O que fazer —
Você pode reescrever todas as linhas do trecho que vai da linha que contém "of the blurred" até a linha que contém "[[273, 149]]", ambas incluídas e com os pedidos, deslocando as coordenadas das respostas em 135? Some 135 a cada número dessas coordenadas e deixe o resto inalterado.

[Entradas de apontamento de objetos rotulados]

<<<<

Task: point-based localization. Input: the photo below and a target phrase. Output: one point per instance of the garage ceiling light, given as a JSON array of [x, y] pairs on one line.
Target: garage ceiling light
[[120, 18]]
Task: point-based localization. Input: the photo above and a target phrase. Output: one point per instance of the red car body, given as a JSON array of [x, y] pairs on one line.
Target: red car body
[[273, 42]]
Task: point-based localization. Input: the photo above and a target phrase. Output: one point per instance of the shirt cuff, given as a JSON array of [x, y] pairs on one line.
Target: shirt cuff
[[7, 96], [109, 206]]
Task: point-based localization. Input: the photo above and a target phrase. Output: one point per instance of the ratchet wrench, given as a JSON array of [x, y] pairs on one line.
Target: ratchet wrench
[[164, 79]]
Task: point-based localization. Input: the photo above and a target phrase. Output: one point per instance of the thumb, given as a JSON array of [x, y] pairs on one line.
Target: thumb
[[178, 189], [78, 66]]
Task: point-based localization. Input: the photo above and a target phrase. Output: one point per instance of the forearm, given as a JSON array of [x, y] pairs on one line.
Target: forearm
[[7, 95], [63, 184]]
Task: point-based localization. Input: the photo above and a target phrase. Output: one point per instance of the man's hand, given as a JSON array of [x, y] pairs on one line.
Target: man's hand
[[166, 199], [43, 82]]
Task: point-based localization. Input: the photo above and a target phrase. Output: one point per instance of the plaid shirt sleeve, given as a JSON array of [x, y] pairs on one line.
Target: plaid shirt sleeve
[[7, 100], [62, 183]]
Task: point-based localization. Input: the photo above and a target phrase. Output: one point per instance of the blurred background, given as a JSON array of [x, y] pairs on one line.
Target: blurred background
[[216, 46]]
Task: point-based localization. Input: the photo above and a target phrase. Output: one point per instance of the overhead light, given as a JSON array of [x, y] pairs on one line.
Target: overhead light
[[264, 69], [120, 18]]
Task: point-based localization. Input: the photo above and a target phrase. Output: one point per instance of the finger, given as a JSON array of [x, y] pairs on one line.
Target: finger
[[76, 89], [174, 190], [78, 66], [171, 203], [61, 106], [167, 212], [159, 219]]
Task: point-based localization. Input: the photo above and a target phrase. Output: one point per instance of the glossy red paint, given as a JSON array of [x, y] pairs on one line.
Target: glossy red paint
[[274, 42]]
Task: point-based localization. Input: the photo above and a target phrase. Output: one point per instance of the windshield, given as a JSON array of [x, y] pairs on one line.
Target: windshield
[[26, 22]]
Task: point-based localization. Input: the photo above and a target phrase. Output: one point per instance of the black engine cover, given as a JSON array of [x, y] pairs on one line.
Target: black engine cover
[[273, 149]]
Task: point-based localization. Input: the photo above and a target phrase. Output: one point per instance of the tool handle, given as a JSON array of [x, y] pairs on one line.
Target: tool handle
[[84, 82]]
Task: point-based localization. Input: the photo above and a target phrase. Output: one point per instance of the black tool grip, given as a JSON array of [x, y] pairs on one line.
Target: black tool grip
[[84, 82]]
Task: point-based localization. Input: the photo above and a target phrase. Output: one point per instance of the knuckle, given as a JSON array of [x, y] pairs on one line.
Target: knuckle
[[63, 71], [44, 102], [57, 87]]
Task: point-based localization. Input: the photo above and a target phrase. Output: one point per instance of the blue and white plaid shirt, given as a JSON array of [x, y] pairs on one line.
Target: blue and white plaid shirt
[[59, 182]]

>>>>

Resultado da tarefa —
Task: point-based localization. Input: the photo above and a target phrase. Output: one point per instance of the blurred background, given as a JSON array of [x, y] pairs on one line.
Target: blurred background
[[351, 181]]
Task: point-based localization. Input: the photo above and a target phrase. Output: one point per instance of the overhead light, given as a JSON array of [x, y] pairs on one line.
Target: overhead light
[[399, 204], [255, 153]]
Task: point-based localization. Input: the photo above and a target phrase. Output: one point per instance of the finger, given as a JSON array of [x, y] pairs on one line.
Target: finger
[[211, 224], [309, 325], [213, 201], [306, 338], [196, 241], [302, 347], [294, 354]]
Task: point-based localization. Input: the photo above and a target phrase. Output: one point per instance of the glossy red paint, given as a JSON array of [x, y] pairs on one line.
Target: glossy red paint
[[409, 177]]
Task: point-based localization. Input: the photo above and a target phrase. Output: one point per instance of the windshield, given as a JSON array of [x, y] pairs on one line.
Target: windshield
[[161, 157]]
Task: point-based localization. Input: the photo above and a target phrase. Output: one point per instance of the black engine cover, given as a JSON array of [x, y] pairs on one line.
Target: black engine cover
[[408, 284]]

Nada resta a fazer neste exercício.